> **Task to carry out**:
Your task is to print every entry below exactly as given.

··· The data ···

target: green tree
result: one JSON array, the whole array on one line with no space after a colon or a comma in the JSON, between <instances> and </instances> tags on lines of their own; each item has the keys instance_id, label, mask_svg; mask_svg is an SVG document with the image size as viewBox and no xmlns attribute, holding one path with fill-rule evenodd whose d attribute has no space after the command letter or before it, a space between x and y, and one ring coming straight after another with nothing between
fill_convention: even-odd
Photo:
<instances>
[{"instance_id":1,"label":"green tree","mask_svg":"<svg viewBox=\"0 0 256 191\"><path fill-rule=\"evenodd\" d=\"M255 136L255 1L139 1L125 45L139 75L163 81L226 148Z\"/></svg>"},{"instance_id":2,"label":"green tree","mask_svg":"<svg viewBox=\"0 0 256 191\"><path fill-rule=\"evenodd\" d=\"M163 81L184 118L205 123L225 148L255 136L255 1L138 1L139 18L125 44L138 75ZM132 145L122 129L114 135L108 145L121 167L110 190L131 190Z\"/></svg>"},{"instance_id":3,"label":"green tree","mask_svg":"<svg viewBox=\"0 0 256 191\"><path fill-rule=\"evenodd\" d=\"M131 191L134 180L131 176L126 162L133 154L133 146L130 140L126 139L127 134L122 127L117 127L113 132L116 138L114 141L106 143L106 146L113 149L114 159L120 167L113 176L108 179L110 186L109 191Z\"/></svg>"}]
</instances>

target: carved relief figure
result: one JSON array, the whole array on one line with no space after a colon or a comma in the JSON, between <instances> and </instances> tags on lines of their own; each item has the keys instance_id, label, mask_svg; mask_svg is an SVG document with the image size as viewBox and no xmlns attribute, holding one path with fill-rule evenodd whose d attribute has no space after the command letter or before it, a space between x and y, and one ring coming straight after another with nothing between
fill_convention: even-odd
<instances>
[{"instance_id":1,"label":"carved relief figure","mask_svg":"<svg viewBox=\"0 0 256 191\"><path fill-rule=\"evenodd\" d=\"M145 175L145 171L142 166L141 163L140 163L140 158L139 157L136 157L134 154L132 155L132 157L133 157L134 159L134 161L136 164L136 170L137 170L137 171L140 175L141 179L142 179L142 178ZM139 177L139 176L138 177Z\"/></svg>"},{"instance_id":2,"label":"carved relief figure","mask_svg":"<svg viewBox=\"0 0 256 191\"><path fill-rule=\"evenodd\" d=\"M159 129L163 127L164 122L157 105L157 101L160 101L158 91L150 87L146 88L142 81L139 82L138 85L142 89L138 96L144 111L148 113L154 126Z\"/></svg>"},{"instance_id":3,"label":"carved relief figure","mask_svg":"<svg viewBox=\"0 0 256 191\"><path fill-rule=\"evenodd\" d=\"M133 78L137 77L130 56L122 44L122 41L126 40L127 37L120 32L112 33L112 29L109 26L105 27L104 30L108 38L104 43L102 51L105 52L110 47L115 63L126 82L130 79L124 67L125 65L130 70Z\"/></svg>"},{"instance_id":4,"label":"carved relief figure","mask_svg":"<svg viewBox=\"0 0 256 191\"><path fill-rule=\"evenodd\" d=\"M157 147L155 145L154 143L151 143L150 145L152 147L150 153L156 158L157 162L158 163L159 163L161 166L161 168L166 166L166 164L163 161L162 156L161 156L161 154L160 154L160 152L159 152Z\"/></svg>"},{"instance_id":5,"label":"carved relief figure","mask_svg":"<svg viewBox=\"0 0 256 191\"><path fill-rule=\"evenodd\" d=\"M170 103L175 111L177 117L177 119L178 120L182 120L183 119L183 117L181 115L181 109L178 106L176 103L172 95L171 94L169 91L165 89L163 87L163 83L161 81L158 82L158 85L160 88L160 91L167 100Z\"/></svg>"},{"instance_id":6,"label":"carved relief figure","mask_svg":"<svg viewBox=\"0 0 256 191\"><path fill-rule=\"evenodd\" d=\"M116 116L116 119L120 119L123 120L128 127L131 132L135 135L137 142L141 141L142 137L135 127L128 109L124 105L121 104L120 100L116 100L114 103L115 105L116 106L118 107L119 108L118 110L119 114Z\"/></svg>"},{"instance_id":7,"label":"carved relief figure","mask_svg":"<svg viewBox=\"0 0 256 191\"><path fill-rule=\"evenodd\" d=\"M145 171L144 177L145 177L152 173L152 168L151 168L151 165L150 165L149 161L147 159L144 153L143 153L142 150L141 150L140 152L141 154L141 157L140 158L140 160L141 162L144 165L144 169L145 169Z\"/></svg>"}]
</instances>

···

> **Response to the task**:
target: green tree
result: one JSON array, the whole array on one line with no space after a colon or a comma in the JSON, between <instances> and </instances> tags on lines of their own; each item has the keys instance_id, label, mask_svg; mask_svg is an SVG document with the image size as viewBox and no xmlns attribute, holding one path with fill-rule evenodd whose d attribute has no space after the command letter or before it, a space between x and y, and one ring coming straight after another with nothing between
fill_convention: even-odd
Photo:
<instances>
[{"instance_id":1,"label":"green tree","mask_svg":"<svg viewBox=\"0 0 256 191\"><path fill-rule=\"evenodd\" d=\"M255 136L255 1L139 1L125 45L139 75L163 81L226 148Z\"/></svg>"},{"instance_id":2,"label":"green tree","mask_svg":"<svg viewBox=\"0 0 256 191\"><path fill-rule=\"evenodd\" d=\"M163 81L184 118L205 123L225 148L255 136L255 1L138 1L139 18L125 44L138 75ZM132 145L122 129L114 135L108 145L121 167L110 190L131 190Z\"/></svg>"},{"instance_id":3,"label":"green tree","mask_svg":"<svg viewBox=\"0 0 256 191\"><path fill-rule=\"evenodd\" d=\"M131 191L134 180L131 176L126 162L133 154L133 146L130 140L126 139L127 134L122 127L117 127L113 132L116 138L114 141L106 143L106 146L113 149L114 159L120 167L113 176L108 179L110 186L109 191Z\"/></svg>"}]
</instances>

target: carved relief figure
result: one JSON array, the whole array on one line with no space after a colon or a comma in the JSON, between <instances> and </instances> tags on lines of their own; each item has the keys instance_id, label, mask_svg; mask_svg is an SVG document with the image size as viewBox and no xmlns attribute, holding one path with fill-rule evenodd whose d attribute has no space after the command letter or before it, a space between x and y, and one ring coming straight after another with nothing between
fill_convention: even-odd
<instances>
[{"instance_id":1,"label":"carved relief figure","mask_svg":"<svg viewBox=\"0 0 256 191\"><path fill-rule=\"evenodd\" d=\"M145 175L145 171L142 166L141 163L140 163L140 158L139 157L136 157L134 154L132 155L132 157L133 157L134 159L134 161L136 164L136 170L137 170L137 171L140 175L141 179L142 179L142 178ZM139 177L139 176L138 177Z\"/></svg>"},{"instance_id":2,"label":"carved relief figure","mask_svg":"<svg viewBox=\"0 0 256 191\"><path fill-rule=\"evenodd\" d=\"M159 129L163 127L164 122L157 105L157 101L160 101L158 91L150 87L146 88L142 81L139 82L138 85L142 89L138 96L144 111L148 113L154 126Z\"/></svg>"},{"instance_id":3,"label":"carved relief figure","mask_svg":"<svg viewBox=\"0 0 256 191\"><path fill-rule=\"evenodd\" d=\"M133 78L137 77L130 56L122 44L122 41L126 40L127 37L120 32L112 33L112 29L109 26L105 27L104 30L108 38L104 43L102 51L105 52L110 47L115 63L126 82L130 79L124 67L125 65L130 70Z\"/></svg>"},{"instance_id":4,"label":"carved relief figure","mask_svg":"<svg viewBox=\"0 0 256 191\"><path fill-rule=\"evenodd\" d=\"M157 147L155 145L154 143L151 143L150 145L152 147L150 153L156 158L157 162L158 163L159 163L161 166L161 168L166 166L166 164L163 161L162 156L161 156L161 154L160 154L160 152L159 152Z\"/></svg>"},{"instance_id":5,"label":"carved relief figure","mask_svg":"<svg viewBox=\"0 0 256 191\"><path fill-rule=\"evenodd\" d=\"M170 103L175 111L177 117L177 119L178 120L182 120L183 119L183 117L181 115L181 109L178 106L176 103L172 95L171 94L169 91L165 89L163 87L163 83L161 81L158 82L158 85L160 88L160 91L167 100Z\"/></svg>"},{"instance_id":6,"label":"carved relief figure","mask_svg":"<svg viewBox=\"0 0 256 191\"><path fill-rule=\"evenodd\" d=\"M116 116L116 119L120 119L123 120L128 127L131 132L135 135L137 142L141 141L142 137L135 127L128 109L124 105L121 104L120 100L116 100L114 103L115 105L116 106L118 107L119 108L118 110L119 114Z\"/></svg>"},{"instance_id":7,"label":"carved relief figure","mask_svg":"<svg viewBox=\"0 0 256 191\"><path fill-rule=\"evenodd\" d=\"M145 171L144 177L145 177L152 173L152 168L151 168L151 165L150 165L149 161L147 159L144 153L143 153L142 150L141 150L140 152L141 154L141 157L140 158L140 160L141 162L144 165L144 169L145 169Z\"/></svg>"}]
</instances>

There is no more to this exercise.